### [STATED GOAL]
Continue the report on the Darjeeling School Service Commission below, starting after its last sentence. The rows that follow it are not part of the report.

### [DOCUMENT PASSAGE]
++++++++

The six-member SSC for Darjeeling region, formed in January, was given an office at the Gorkha Rangamanch Bhavan in Darjeeling.

“We are currently working hard to make the SSC for the hills relevant. We are presently processing the appointments for 19 teachers on the grounds of death-in-harness,” a source told The Telegraph.

Death-in-harness refers to government employees dying on duty, for which compensatory jobs are given to their next of kin.

Since 2012, hill candidates applying for teaching posts on grounds of death-in-harness cases have been facing difficulties in securing jobs.

Sources said that the job applications of these candidates were being forwarded to the School Service Commission (SSC) office in Calcutta through the GTA principal secretary.

“Six employees have been deputed at the office from the GTA (departments) but there is no permanent employee appointment as of now,” an official said. They do not come to the SSC office regularly. “We will call them as and when the workload increases,” said a source.

One of the major jobs of the SSC is to recruit teachers.

++++++++

### [SUPPLIED MATERIAL]
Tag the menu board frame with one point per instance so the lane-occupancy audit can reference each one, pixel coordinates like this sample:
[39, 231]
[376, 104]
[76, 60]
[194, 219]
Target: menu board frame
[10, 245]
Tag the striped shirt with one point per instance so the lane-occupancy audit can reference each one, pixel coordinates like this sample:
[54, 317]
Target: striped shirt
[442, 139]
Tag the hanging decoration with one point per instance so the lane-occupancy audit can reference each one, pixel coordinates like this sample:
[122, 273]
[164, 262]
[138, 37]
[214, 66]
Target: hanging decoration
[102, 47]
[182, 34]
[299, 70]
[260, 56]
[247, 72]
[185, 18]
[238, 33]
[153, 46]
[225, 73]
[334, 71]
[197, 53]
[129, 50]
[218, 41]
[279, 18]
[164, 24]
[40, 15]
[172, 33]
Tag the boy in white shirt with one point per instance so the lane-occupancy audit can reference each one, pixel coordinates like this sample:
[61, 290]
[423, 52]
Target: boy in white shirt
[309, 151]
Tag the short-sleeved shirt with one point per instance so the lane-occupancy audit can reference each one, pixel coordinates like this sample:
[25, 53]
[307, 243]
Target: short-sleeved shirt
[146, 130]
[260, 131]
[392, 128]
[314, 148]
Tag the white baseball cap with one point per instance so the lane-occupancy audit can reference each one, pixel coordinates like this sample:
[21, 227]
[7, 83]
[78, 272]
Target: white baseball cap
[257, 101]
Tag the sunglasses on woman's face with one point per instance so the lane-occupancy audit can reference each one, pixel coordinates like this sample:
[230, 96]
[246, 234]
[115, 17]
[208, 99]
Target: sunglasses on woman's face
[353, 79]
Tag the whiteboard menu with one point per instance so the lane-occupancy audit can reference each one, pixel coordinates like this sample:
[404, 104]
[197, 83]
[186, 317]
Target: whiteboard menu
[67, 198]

++++++++

### [FINAL RESULT]
“The teachers' vacancy list is submitted by the district inspector of school when the central SSC (in Calcutta) asks for it. It is after this that our work comes. It ranges from selecting venues for the exams and interviews to finally handing over the appointment letters to selected candidates,” the source added.

The new recruitment process through the SSC has not yet started in the hills.

In 1997, the state government conducted the SSC exam to recruit teachers, which 182 candidates from the hills cleared.

The then hill body Darjeeling Gorkha Hill Council did not allow the candidates to join work and demanded a separate hill zone for the DGHC.

In 1999, the state government formed a hill zone and an SSC exam was also held. Forty hill candidates passed this exam but the DGHC once again stalled their appointment and raised a fresh demand for handing over the SSC (hill zone) to the DGHC.

The state said a bill would be placed in the Assembly to hand over the SSC to the DGHC. The GNLF, in power then, refused to accept the SSC saying almost all hill schools were “linguistic minorities” outside the SSC’s ambit.

On September 5, 2003, the state government directed the secretary of SSC (hill region) to keep the office “under suspension” and asked the official “to lock the office and hand its custody to the district magistrate”.

The DGHC continued recruiting ad hoc teachers. Allegations of political nepotism in teaching appointments and paltry pay started doing the rounds. Many hill institutions appointed “voluntary teachers” without fixed pay. Over the years, jobs of ad hoc and voluntary teachers were regularised.

The 220-odd candidates who had cleared the two SSC exams landed jobs through a court order many years later.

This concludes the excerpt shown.